§ **GOALS**:
1. Print the stretch of the Bachmann article from "That sweet-and-sour combination" through "the debt ceiling." word for word.
2. Express the lines of the data listing entries, from the line containing "work: provide the mask of every instance of the <item>rolling" through the end of the entries, as a JSON list of strings with one string per line and blank lines left out.
** Start of SOURCE DOCUMENT **
That sweet-and-sour combination is unique in the Republican conference. Most Republicans keep quiet during the conference meetings, wary of irking the leadership. Others rarely, if ever, spend time with their colleagues deep in prayer. Bachmann garners respect for this reason, even from those who do not much care for her. She is seen as a spoiler, to be sure, but also as well-intentioned and powerful with conservative constituencies. When Bachmann opposed the 2008 bank bailouts and Boehner’s April 2011 spending deal with Obama, she gave the leadership heartburn. She is doing it again this summer with her nonstop push against raising the debt ceiling.

But it is Bachmann’s Obama barbs, more than anything, that have made her a nationally known name. In October 2008, she appeared on MSNBC and told Chris Matthews that Obama may hold “anti-American views.” Her remarks set off a firestorm. Many in the GOP establishment became skeptical of her approach. Online and at rallies, however, there were murmurs of agreement, and a stream of small donations began to flow into to her campaign. That fundraising faucet — $50 here, $100 there — has not been shut off since, and neither has she.

Her propensity to play with fire has nearly ended her congressional career. In 2008, days after she appeared on Hardball, Bachmann began to sink in the polls. The Cook Political Report flipped the district from “Leans Republican” to “Toss Up.” One of her senior advisers at the time remembers her “really fearing that she could lose, that it really might be ending.” As brash as she was in public, behind the scenes she was no fantasist, and kept close watch of the polls. In the event, she won by three points — a five-point drop from her 2006 margin.

Instead of pulling back, Bachmann doubled down on anti-Obama rhetoric. And there are concerns about more than her words. Bachmann’s congressional office is constantly in flux. She has had six chiefs of staff in her short congressional career, and a bushel of press secretaries. Former staffers tell me that she is demanding, press-obsessed, and a scheduler’s nightmare. She also reportedly rarely listens to her paid advisers, instead relying on her husband and her son Lucas to help her navigate the political waters.

“It was impossible,” says one former Bachmann aide. “You either get out of her way or you get out of the picture. She does not take disagreement well, and that was fine — that’s not unusual in Washington. But she would never listen; she was impulsive. There was a lot of passion, and that was great, but that was the only part of it that was great.”

The most damning criticism of Bachmann on the Hill, whispered by conservative staffers, is that the House GOP does not have its best face in the presidential field. Bachmann, says one senior GOP aide, is more sales than manufacturing. “I can’t think of one bill that she has crafted and passed,” he says. Another chortles that her record is a series of television hits. Bachmann’s friends contend that she has attempted to do more, only to be blocked.

When others urged her to sit on the sidelines after the 2010 midterms, she ran for a leadership slot, GOP conference chair, against Rep. Jeb Hensarling, the Texas fiscal hawk. She dropped her bid before the votes were tallied, but her supporters were miffed at how she was largely ignored by party leaders. One leadership aide, in a conversation earlier this month, threw cold water on that claim. “There was no move to push her out,” he says. “That’s not how this works. She just never had the votes — period.”
** End of SOURCE DOCUMENT **
** Start of EXERCISE MATERIALS **
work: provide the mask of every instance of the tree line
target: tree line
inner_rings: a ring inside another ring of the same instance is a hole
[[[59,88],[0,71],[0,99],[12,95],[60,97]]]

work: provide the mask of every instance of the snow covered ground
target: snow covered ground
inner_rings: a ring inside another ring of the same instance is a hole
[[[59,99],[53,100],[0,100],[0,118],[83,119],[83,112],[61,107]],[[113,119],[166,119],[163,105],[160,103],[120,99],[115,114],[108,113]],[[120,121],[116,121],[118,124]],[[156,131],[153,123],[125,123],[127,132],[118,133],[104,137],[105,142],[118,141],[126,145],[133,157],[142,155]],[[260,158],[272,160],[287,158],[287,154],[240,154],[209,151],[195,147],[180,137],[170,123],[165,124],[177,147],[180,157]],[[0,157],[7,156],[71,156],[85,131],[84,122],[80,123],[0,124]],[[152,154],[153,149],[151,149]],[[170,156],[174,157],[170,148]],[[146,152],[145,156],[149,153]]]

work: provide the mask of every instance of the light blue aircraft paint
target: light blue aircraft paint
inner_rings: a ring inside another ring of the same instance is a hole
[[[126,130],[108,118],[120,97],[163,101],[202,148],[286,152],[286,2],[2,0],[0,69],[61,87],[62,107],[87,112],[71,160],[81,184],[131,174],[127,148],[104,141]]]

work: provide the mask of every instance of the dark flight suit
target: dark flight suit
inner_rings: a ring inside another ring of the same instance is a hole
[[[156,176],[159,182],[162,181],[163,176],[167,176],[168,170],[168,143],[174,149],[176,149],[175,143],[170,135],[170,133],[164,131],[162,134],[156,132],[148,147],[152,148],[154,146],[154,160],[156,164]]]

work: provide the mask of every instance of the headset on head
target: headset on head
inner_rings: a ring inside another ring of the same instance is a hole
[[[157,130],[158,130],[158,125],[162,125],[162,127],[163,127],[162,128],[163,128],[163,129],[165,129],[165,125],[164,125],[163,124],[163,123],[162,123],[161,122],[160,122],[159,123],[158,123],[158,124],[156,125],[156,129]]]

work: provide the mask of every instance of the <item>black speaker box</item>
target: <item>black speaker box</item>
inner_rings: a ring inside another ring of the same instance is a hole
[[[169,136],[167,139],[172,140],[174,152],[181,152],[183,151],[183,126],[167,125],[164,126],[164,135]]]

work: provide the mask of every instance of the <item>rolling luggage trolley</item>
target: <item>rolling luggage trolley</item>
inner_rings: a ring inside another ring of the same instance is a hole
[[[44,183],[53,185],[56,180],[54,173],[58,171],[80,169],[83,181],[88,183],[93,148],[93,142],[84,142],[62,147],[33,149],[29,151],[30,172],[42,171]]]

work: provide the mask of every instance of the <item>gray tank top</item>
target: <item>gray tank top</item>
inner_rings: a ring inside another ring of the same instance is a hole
** End of EXERCISE MATERIALS **
§ **EXERCISE SOLUTIONS**:
1.
That sweet-and-sour combination is unique in the Republican conference. Most Republicans keep quiet during the conference meetings, wary of irking the leadership. Others rarely, if ever, spend time with their colleagues deep in prayer. Bachmann garners respect for this reason, even from those who do not much care for her. She is seen as a spoiler, to be sure, but also as well-intentioned and powerful with conservative constituencies. When Bachmann opposed the 2008 bank bailouts and Boehner’s April 2011 spending deal with Obama, she gave the leadership heartburn. She is doing it again this summer with her nonstop push against raising the debt ceiling.

2.
[
  "work: provide the mask of every instance of the <item>rolling luggage trolley</item>",
  "target: <item>rolling luggage trolley</item>",
  "inner_rings: a ring inside another ring of the same instance is a hole",
  "[[[44,183],[53,185],[56,180],[54,173],[58,171],[80,169],[83,181],[88,183],[93,148],[93,142],[84,142],[62,147],[33,149],[29,151],[30,172],[42,171]]]",
  "work: provide the mask of every instance of the <item>gray tank top</item>",
  "target: <item>gray tank top</item>",
  "inner_rings: a ring inside another ring of the same instance is a hole"
]